Passage given:
** begin **

# Visa for visitor over 6 months?



## LisaMay (Feb 18, 2015)

Hello,

I'm visiting friends and will be in Alamos over 6 months, would I need a visa? I can't seem to find the information on the Embassy site or anyone to call me back. Anyone know anything?


----------



## joaquinx (Jul 3, 2010)

You will need, at least, a Temporary Residence Permit. The other option is to return to a border before 180 days and get a new Visitor's Permit. The Temporary Residence Permit is first applied for at a Mexican Consulate nearest you while the Visitor's Permit is issued at a border crossing.


----------



## TundraGreen (Jul 15, 2010)

LisaMay said:


> Hello,
> 
> I'm visiting friends and will be in Alamos over 6 months, would I need a visa? I can't seem to find the information on the Embassy site or anyone to call me back. Anyone know anything?


A tourist permit is good for 180 days (slightly less than 6 months). If you will be Mexico for longer than that you need to either: leave Mexico at some point before the tourist permit expires and return on a new permit, or apply for a visa from a consulate near your home before coming to Mexico. (Joaquinx replied while I was typing)


----------



## LisaMay (Feb 18, 2015)

If I'm unable to get a visa tomorrow (leaving Saturday). Can I leave Mexico and return the same day or do I need to wait a day?


----------



## joaquinx (Jul 3, 2010)

LisaMay said:


> Can I leave Mexico and return the same day or do I need to wait a day?


Nothing written in the law regarding the time between turning in a permit and applying for a new one. It seems to left up to the agent. One recommendation is to carry luggage so you really look like a tourist.


----------



## RVGRINGO (May 16, 2007)

It is possible, but unlikely, that you could get approval for a visa in one day. There are financial/income/savings requirements, along with proofs, passport and other documents. Then, you continue the process with INM authorities after taking up residence, but within 30 days of entering Mexico.
If driving, note that you will also have to remove your car from Mexico on a tourist permit/temporary importation, as it becomes illetal after 180 days, along with the tourist permit. The car will need to be processed out, then also re-enter with a new Importada Temporal tied to your new FMM tourist permit.


----------



## LisaMay (Feb 18, 2015)

I'm not living there. I would leave in 7 months.


----------



## joaquinx (Jul 3, 2010)

LisaMay said:


> I'm not living there. I would leave in 7 months.


There are no other options. It's either 180 days or 1 year. :juggle:


----------



## RVGRINGO (May 16, 2007)

Very true. You absolutely must leave Mexico before the 180 days expire. So, your only options are to do that and return, or shorten your visit to 179 days on an FMM tourist permit.


----------



## michmex (Jul 15, 2012)

LisaMay said:


> If I'm unable to get a visa tomorrow (leaving Saturday). Can I leave Mexico and return the same day or do I need to wait a day?


You do not say how you are traveling to Mexico. If you are flying, you will be given the FMM Visitors Permit to fill out on the plane. The cost of the permit is included in the cost of the ticket. As others have noted, it can be issued for up to 180 days. If you are staying longer, you will need to leave Mexico, turn in your expiring FMM and then apply for a new FMM Visitors Permit. You could leave at any land border crossing or leave by plane. It is important to turn in your old permit in either case, especially at the land crossing.

** end **

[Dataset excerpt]
** begin **

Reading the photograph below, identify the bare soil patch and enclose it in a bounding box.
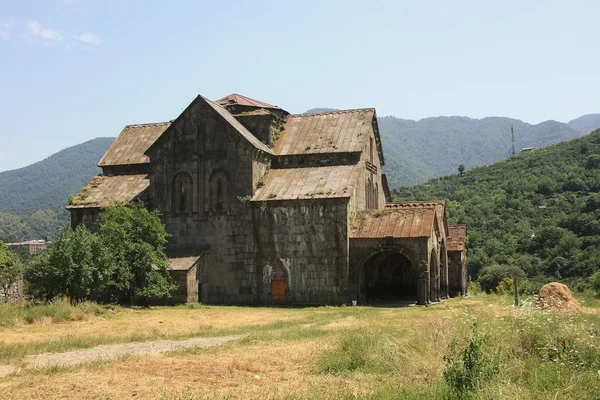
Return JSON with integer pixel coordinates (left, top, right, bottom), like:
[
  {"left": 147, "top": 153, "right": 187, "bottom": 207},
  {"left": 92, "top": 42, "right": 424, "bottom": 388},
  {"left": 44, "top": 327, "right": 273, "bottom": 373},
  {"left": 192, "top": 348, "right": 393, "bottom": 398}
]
[{"left": 0, "top": 335, "right": 245, "bottom": 377}]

** end **

Problem to work on: In the forum thread, give the stretch from "## michmex (Jul" through "the land crossing." again, updating "plane" to "aircraft" throughout.

Solution to this exercise:
## michmex (Jul 15, 2012)

LisaMay said:


> If I'm unable to get a visa tomorrow (leaving Saturday). Can I leave Mexico and return the same day or do I need to wait a day?


You do not say how you are traveling to Mexico. If you are flying, you will be given the FMM Visitors Permit to fill out on the aircraft. The cost of the permit is included in the cost of the ticket. As others have noted, it can be issued for up to 180 days. If you are staying longer, you will need to leave Mexico, turn in your expiring FMM and then apply for a new FMM Visitors Permit. You could leave at any land border crossing or leave by aircraft. It is important to turn in your old permit in either case, especially at the land crossing.